> _EXTRAIT DU TEXTE_
Publié le 05 août 2016 par Stenograf

Tatsuku Nagaoka et Yuki Mamiya dans «Kaze ni nureta onna», du Japonais Akihiko Shiota © FESTIVAL DE LOCARNO

Même à Cannes, festival d’une légendaire frénésie, on ne s’est jamais assis devant un écran avant 8 h 30. Locarno, d’ordinaire plus languide, a décidé – peut-être parce que les Suisses aiment à jouer avec le temps – de briser le record du monde de la projection la plus matutinale en proposant aux journalistes de voir Kaze ni nureta onna (« Une femme mouillée sous le vent ») à 8 heures, vendredi 5 août. Produit par la Nikkatsu, firme qui promut au siècle dernier des Roman Porno (« pornos romantiques »), le film d’Akihiko Shiota perpétue, sur un mode ludique et résolument machiste, cette tradition japonaise. On y voit un dramaturge retiré du monde devenir la proie d’une jeune fille aux appétits aussi imprévisibles qu’insatiables. Comme le faisait remarquer une consœur japonaise qui, elle aussi, prenait un café à l’issue de la projection pour recouvrer des forces entamées de si bon matin, « ça ne correspond en rien à l’expérience féminine ».

Cette fantaisie érotique était si brève qu’à 11 heures, le journaliste consciencieux que je suis avait déjà vu deux films, puisque cinq minutes seulement séparaient cette « femme mouillée sous le vent » de La Prunelle de mes yeux, d’Axelle Ropert, qui concourt également pour le 69e Léopard d’or. La réalisatrice française de Tirez la langue, mademoiselle fait partie des noms les plus connus parmi les réalisateurs de la compétition internationale, avec Yousry Nasrallah, qui présentera Al Ma’ wal Khodra wal Wajh El Hassan, titre traduit par les programmateurs en « Ruisseaux, prairies et visages aimables », l’Allemande Angela Schanelec qui revient, six ans après Orly avec Der Traumhafte Weg (« Le chemin rêvé ») ou le Portugais Joao Pedro Rodriguez, dont on découvrira O ornitologo.

> _CONSIGNE_
Prolongez l'article sur le festival de Locarno à partir de sa dernière phrase.

> _DONNÉES BRUTES_
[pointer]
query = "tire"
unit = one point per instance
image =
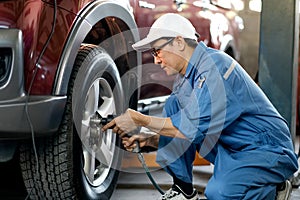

> _RÉPONSE_
On le constate sans surprise, la renommée de ces vétérans dont les films coexistent avec une douzaine de premiers ou deuxièmes films s’étend dans une contrée cinéphile à la fois très vaste (par son étendue géographique, par la diversité de ses produits) et très exiguë (par le nombre de sa population). C’est le mérite de Locarno que de déplacer les foules à la rencontre de ces films qui, pour la plupart (ce n’est pas être un prophète de malheur que de le pronostiquer), peineront à trouver les écrans nécessaires à la rencontre avec le public.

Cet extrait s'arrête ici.